| What you are asked to do |
In the data below, find each line carrying the string "tree" and copy it out.

| Records provided |

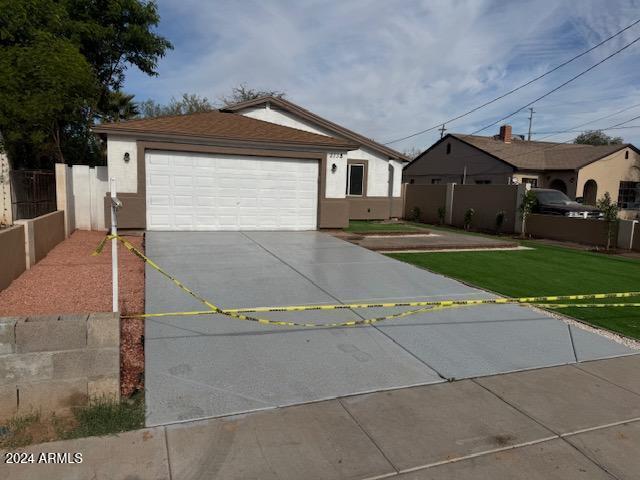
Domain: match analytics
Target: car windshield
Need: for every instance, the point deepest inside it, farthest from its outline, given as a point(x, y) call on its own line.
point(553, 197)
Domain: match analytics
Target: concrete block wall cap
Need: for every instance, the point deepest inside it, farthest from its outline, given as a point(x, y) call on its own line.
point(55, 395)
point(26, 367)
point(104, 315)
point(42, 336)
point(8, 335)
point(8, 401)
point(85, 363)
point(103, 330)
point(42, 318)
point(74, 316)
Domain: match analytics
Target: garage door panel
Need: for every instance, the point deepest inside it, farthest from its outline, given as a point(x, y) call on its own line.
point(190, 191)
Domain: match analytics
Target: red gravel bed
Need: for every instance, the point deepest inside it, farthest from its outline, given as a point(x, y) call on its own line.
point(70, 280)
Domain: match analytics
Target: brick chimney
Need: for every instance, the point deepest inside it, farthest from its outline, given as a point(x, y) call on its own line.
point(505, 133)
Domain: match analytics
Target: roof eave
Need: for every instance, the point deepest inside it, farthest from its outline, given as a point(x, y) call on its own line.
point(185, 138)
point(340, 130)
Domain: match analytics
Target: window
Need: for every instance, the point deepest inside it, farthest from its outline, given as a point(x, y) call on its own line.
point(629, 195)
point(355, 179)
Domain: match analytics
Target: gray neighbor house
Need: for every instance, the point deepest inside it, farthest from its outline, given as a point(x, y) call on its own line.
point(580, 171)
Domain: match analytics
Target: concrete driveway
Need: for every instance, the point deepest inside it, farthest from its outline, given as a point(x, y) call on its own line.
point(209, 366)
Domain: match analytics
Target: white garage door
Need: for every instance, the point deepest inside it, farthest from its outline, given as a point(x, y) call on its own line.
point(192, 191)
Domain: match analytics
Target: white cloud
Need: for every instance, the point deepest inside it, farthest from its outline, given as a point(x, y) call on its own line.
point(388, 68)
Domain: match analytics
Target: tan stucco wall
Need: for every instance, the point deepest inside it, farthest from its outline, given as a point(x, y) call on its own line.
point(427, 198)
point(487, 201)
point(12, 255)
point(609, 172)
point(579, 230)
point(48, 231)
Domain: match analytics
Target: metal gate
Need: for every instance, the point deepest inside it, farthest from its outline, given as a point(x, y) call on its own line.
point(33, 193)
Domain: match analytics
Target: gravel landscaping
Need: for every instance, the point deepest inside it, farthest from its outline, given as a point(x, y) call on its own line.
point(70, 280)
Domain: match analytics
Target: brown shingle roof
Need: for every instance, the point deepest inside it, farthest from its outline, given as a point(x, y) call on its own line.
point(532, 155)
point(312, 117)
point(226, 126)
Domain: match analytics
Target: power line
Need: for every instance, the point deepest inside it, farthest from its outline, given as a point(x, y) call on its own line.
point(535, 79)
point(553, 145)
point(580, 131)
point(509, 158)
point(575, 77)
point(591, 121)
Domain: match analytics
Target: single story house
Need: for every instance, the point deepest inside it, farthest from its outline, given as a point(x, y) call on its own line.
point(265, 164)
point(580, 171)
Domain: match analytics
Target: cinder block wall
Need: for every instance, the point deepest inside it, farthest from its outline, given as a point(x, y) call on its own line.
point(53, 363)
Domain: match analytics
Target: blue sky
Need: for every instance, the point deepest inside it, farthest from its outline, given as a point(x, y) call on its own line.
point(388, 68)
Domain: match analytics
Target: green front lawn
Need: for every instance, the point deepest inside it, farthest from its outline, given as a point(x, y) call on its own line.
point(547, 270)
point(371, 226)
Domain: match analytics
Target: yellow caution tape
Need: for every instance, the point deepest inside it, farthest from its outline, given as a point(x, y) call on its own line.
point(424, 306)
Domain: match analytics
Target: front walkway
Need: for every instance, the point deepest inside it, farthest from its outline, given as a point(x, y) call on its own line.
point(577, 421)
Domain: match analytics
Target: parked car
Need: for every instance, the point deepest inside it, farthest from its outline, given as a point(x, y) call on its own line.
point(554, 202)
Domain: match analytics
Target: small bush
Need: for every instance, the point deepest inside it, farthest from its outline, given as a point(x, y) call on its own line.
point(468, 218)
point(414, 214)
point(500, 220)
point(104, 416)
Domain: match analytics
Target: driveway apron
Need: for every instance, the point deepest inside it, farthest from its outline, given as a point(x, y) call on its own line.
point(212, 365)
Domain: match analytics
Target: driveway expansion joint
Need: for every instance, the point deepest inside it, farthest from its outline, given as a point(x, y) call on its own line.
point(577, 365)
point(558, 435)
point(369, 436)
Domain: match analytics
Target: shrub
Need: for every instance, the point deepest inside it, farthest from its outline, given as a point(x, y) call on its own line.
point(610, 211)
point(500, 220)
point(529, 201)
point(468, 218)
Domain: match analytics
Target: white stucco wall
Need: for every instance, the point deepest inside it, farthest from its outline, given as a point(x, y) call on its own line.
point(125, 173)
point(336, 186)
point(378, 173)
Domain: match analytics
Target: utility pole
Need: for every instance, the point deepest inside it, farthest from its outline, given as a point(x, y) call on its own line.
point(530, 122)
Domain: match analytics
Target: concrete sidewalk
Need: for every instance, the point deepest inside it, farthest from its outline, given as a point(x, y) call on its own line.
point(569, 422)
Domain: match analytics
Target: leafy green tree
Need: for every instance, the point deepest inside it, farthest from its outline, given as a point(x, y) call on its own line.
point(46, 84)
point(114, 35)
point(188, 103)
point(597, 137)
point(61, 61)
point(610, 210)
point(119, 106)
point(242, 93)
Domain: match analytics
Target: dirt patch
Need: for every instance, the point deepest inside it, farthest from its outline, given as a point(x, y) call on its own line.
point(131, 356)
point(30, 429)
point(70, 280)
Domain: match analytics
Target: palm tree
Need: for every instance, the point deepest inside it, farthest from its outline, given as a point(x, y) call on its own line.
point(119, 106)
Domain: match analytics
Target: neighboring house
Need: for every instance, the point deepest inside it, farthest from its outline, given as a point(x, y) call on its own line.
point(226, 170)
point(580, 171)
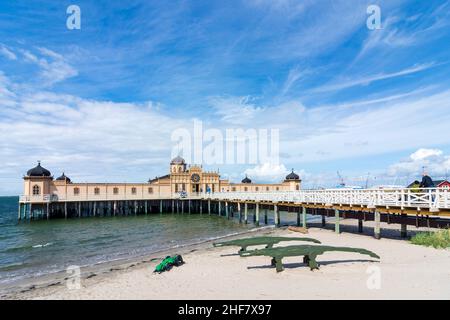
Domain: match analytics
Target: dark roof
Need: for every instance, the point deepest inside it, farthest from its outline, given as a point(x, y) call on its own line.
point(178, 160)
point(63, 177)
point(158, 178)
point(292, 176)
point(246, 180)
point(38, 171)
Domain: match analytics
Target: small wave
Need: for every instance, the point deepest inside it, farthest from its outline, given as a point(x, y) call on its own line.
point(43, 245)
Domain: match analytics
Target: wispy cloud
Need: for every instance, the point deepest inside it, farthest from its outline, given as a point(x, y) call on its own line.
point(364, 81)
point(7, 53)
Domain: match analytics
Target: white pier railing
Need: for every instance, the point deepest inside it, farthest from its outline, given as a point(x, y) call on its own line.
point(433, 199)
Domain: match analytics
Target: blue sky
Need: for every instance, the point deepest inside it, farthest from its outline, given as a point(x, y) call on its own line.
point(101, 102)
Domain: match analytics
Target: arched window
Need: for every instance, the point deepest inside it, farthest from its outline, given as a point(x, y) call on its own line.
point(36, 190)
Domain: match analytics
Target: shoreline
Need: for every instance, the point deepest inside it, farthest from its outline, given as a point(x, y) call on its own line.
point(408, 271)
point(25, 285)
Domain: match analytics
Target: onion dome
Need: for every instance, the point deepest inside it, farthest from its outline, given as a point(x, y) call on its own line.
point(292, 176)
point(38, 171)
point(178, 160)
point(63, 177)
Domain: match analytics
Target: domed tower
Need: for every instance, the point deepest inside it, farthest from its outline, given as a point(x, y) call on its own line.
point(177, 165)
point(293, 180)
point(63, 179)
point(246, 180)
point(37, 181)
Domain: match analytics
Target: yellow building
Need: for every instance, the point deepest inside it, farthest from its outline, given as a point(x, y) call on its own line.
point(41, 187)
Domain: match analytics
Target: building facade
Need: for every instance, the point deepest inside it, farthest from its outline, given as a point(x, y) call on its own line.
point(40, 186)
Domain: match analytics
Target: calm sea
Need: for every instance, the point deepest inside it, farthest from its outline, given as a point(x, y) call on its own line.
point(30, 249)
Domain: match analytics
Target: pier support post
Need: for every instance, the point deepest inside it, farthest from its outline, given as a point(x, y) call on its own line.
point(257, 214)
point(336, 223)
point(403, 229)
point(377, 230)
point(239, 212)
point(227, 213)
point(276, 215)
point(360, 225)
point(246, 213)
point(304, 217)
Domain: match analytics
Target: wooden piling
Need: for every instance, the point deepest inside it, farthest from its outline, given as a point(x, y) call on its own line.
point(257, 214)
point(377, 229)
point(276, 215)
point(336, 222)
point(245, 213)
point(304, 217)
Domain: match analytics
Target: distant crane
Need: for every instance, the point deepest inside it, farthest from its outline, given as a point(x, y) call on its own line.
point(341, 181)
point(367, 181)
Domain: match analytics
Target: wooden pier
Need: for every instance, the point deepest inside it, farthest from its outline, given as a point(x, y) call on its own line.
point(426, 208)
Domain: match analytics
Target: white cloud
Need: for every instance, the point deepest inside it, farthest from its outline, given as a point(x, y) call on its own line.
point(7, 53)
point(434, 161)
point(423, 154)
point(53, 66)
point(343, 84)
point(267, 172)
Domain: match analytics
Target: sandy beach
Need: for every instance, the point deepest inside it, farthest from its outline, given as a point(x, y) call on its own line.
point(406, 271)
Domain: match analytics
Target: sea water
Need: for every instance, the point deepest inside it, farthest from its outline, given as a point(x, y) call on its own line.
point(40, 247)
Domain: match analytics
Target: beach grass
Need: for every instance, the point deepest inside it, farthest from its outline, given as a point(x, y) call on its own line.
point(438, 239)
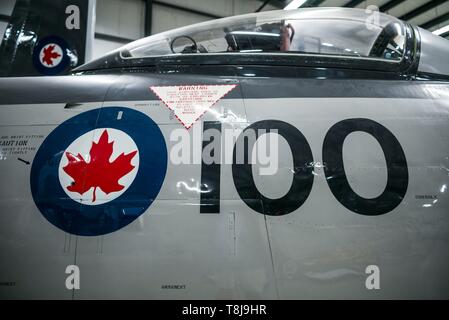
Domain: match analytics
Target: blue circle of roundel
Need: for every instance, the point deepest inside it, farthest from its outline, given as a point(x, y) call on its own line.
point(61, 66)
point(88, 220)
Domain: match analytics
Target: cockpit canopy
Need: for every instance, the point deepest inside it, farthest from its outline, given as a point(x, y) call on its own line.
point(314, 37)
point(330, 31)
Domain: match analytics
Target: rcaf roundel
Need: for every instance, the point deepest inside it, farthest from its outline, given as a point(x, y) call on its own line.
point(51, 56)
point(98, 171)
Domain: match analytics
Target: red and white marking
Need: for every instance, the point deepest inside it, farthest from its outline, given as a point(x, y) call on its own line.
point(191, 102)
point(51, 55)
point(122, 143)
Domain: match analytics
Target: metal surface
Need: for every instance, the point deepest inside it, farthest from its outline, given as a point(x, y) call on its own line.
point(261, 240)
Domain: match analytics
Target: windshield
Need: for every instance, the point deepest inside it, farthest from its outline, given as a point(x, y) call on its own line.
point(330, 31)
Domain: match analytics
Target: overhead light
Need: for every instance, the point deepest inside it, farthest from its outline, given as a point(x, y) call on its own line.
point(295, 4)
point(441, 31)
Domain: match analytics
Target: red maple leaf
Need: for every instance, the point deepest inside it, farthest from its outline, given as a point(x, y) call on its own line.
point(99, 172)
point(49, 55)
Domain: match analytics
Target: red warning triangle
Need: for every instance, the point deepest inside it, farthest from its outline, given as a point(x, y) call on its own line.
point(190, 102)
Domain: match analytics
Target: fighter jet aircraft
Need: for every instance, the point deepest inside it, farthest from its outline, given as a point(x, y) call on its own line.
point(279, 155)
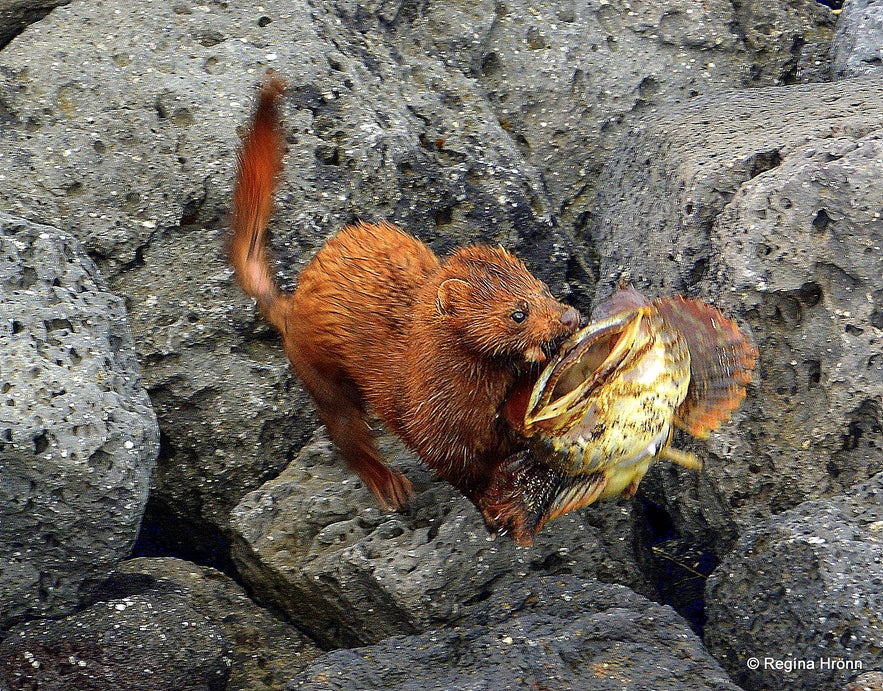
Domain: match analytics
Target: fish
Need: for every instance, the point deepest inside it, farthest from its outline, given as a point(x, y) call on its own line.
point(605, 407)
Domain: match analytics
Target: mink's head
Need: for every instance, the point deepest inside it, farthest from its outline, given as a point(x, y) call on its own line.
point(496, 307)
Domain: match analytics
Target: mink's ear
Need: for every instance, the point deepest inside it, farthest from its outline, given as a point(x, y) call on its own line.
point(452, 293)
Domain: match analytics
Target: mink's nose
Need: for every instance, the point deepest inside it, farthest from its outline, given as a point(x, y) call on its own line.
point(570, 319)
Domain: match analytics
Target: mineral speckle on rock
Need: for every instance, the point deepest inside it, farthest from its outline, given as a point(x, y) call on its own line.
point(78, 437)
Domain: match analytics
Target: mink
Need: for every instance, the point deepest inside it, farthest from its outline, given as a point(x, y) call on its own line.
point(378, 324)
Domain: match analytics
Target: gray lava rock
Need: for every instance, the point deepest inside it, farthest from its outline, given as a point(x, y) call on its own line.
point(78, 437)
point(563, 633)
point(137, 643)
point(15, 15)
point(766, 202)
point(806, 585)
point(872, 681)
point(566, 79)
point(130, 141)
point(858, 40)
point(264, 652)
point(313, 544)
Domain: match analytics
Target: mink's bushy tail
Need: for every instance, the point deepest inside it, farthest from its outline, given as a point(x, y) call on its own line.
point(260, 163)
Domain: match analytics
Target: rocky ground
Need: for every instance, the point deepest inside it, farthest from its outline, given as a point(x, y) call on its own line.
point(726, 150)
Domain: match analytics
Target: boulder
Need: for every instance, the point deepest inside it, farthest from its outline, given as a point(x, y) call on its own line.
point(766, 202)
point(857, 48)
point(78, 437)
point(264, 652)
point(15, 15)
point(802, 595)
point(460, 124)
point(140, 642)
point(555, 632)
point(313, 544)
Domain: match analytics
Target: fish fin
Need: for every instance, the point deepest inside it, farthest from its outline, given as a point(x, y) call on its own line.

| Response below |
Target: leafy green tree
Target: palm tree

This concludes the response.